WHAT YOU SHOULD DO:
Put every line of the rows below into a JSON list of strings, one string per line, and skip any blank lines. Leave the pictures out.

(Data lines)
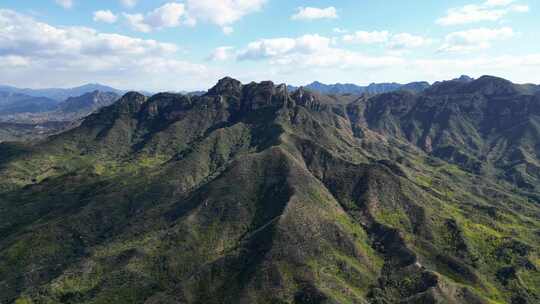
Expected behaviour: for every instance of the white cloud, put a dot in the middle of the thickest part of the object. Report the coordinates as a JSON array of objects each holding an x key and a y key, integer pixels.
[
  {"x": 129, "y": 3},
  {"x": 407, "y": 41},
  {"x": 520, "y": 8},
  {"x": 498, "y": 2},
  {"x": 222, "y": 53},
  {"x": 105, "y": 16},
  {"x": 14, "y": 61},
  {"x": 394, "y": 41},
  {"x": 137, "y": 22},
  {"x": 475, "y": 39},
  {"x": 312, "y": 13},
  {"x": 367, "y": 37},
  {"x": 339, "y": 30},
  {"x": 491, "y": 10},
  {"x": 65, "y": 3},
  {"x": 227, "y": 30},
  {"x": 223, "y": 13},
  {"x": 311, "y": 51},
  {"x": 165, "y": 16},
  {"x": 73, "y": 55}
]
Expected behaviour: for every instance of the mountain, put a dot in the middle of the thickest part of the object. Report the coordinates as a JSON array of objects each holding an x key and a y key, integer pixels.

THE OUTPUT:
[
  "Expected behaviour: for every instance of the white cloud, put a dot in the middle of the thickest part of the object. Report the coordinates as a JSON array of objects each holding an x key and a y key, integer pixels.",
  "[",
  "  {\"x\": 129, \"y\": 3},",
  "  {\"x\": 407, \"y\": 41},",
  "  {\"x\": 520, \"y\": 8},",
  "  {\"x\": 498, \"y\": 2},",
  "  {\"x\": 222, \"y\": 53},",
  "  {\"x\": 105, \"y\": 16},",
  "  {\"x\": 14, \"y\": 61},",
  "  {\"x\": 394, \"y\": 41},",
  "  {\"x\": 137, \"y\": 22},",
  "  {\"x\": 475, \"y\": 39},",
  "  {\"x\": 312, \"y\": 13},",
  "  {\"x\": 367, \"y\": 37},",
  "  {\"x\": 339, \"y\": 30},",
  "  {\"x\": 491, \"y\": 10},",
  "  {\"x\": 65, \"y\": 3},",
  "  {\"x\": 227, \"y\": 30},",
  "  {\"x\": 223, \"y\": 13},",
  "  {\"x\": 311, \"y\": 51},",
  "  {\"x\": 165, \"y\": 16},",
  "  {\"x\": 73, \"y\": 55}",
  "]",
  "Expected behaviour: for every instance of the mountain, put a dot in the middle of the thickest part of the object. Report the coordinates as a JSON array of objects each holding an x key and a y key, integer pixels."
]